WHAT TO DO:
Every entry here needs to be repeated exactly.

PROVIDED RECORDS:
────────────────

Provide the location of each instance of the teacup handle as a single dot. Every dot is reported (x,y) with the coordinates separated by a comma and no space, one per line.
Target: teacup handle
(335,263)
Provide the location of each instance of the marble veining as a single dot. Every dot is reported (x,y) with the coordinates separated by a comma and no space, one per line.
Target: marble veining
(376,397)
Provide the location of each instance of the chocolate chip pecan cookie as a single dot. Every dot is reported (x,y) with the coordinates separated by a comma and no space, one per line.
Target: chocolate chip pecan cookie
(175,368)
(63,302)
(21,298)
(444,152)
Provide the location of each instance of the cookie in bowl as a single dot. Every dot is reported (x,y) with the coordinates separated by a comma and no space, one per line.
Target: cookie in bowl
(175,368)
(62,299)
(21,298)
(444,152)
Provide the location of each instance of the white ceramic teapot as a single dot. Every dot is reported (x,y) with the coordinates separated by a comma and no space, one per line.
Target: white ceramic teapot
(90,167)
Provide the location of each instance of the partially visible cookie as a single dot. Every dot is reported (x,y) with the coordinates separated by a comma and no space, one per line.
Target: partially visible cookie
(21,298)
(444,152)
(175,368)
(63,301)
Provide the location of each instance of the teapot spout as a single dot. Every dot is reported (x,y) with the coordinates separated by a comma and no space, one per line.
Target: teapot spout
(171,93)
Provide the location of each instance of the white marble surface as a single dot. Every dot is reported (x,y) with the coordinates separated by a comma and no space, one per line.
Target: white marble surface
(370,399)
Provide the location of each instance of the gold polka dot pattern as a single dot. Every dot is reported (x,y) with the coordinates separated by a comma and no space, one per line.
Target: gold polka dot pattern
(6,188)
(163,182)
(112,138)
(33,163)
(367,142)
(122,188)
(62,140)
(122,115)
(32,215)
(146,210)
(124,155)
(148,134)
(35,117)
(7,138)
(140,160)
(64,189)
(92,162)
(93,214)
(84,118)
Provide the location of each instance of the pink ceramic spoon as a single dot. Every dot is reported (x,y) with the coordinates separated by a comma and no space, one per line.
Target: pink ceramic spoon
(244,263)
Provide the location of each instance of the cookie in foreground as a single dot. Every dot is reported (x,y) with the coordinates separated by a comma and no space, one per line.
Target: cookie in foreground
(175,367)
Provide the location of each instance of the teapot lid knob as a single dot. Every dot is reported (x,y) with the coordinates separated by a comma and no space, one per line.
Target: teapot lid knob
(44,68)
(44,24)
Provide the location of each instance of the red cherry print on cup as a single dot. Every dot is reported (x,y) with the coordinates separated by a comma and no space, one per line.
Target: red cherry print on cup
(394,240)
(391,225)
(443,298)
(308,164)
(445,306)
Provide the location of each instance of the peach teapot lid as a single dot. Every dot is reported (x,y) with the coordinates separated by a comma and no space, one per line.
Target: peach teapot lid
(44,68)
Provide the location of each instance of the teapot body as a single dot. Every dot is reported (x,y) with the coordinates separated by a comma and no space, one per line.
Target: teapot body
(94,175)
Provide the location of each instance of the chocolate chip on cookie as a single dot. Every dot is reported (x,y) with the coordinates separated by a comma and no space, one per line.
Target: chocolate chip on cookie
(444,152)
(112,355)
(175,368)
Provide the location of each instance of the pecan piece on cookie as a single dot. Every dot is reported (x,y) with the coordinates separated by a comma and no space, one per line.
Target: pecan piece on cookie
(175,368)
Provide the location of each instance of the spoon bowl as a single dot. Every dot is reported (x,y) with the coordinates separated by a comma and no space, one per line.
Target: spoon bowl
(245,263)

────────────────

ANSWER TO THIS EXERCISE:
Provide the location of each instance of the teacup handle as a single dot. Every dot is reported (x,y) with the coordinates separated by a comma and no space, one per line.
Target: teacup handle
(335,263)
Provide the location of each instance of the marble veining as a single dot. Every dot is reported (x,y) with the coordinates separated by a comma and no space, one per line.
Target: marble veining
(376,397)
Provide the location of each instance of the chocolate chip pecan cookie as a single dot. Every dot is reported (x,y) with the coordinates separated by a comma and no space, one per line.
Target: chocolate chip pecan cookie
(175,368)
(63,302)
(21,298)
(444,152)
Provide the location of each instance of the cookie in bowl as a single dot. Every dot is reported (x,y) with the coordinates separated by a comma and no space, one per line.
Target: cookie in bowl
(175,368)
(62,299)
(21,298)
(444,152)
Provide the location of each instance of the white ceramic teapot as a single dot. Every dot is reported (x,y) with the coordinates separated by a comma and no space, one per line.
Target: white ceramic teapot
(90,167)
Provide the location of each instance of the partially visible cookie as a single dot. Every dot is reported (x,y) with the coordinates separated by a comma and no space, one per line.
Target: partially visible cookie
(21,298)
(444,152)
(175,368)
(63,301)
Provide the location of each instance of the teapot spout as a single dot. Every dot is reported (x,y) with the coordinates separated by a comma and no space, one per line.
Target: teapot spout
(171,93)
Provide the location of each instance of the white marble surface as a single dot. Every dot is reported (x,y) with the coordinates separated by a comma and no space, one per line.
Target: white marble surface
(370,399)
Provide the location of each instance of the gold polka dot pattern as a single dot. Every dot is reported (x,y) with the coordinates separated by a comma and no space, one per line.
Target: gold polka dot pattern
(6,188)
(163,182)
(112,138)
(33,163)
(367,142)
(122,188)
(62,140)
(122,115)
(32,215)
(146,210)
(124,155)
(148,134)
(35,117)
(7,138)
(140,160)
(64,189)
(92,162)
(93,214)
(84,118)
Provide the location of each instance of the pink ceramic spoon as a single dot. Every dot is reported (x,y) with the coordinates separated by a comma and no space, one per line.
Target: pink ceramic spoon
(244,263)
Provide the location of each instance of the cookie in foreground as a single dot. Every dot is reported (x,y) with the coordinates separated by a comma and no space, one per line.
Target: cookie in foreground
(175,367)
Provide the location of each instance of the teapot lid knob as a single dot. Every dot is reported (x,y) with the coordinates separated by a comma and no space, one per line.
Target: teapot lid knob
(44,68)
(44,24)
Provide the location of each instance of the red cherry print on cup as a single dot. Every dot is reported (x,y) with the coordinates separated by a comma and no space, one per line.
Target: red cherry print on cup
(394,240)
(391,225)
(443,298)
(308,164)
(445,306)
Provide the location of each instance of the peach teapot lid as a single dot. Every dot is reported (x,y) with the coordinates separated by a comma and no space, one per line.
Target: peach teapot lid
(44,68)
Provide the location of each instance of the teapot body as a single dot. Every dot is reported (x,y) with the coordinates separated by a comma and no space, one per line.
Target: teapot body
(94,175)
Provide the location of each instance of the chocolate chip on cookie as a single dot. Every dot is reported (x,y) with the coordinates separated by a comma and no space, one per line.
Target: chocolate chip on cookie
(444,152)
(112,355)
(175,368)
Provide the location of each instance of the pecan piece on cookie as a single dot. Every dot is reported (x,y) with the coordinates separated by a comma and no space, one per line.
Target: pecan piece on cookie
(175,368)
Provide the location of each instance of the spoon bowl as a single dot. Every dot is reported (x,y) with the coordinates separated by a comma and no space, one per line.
Target: spoon bowl
(245,263)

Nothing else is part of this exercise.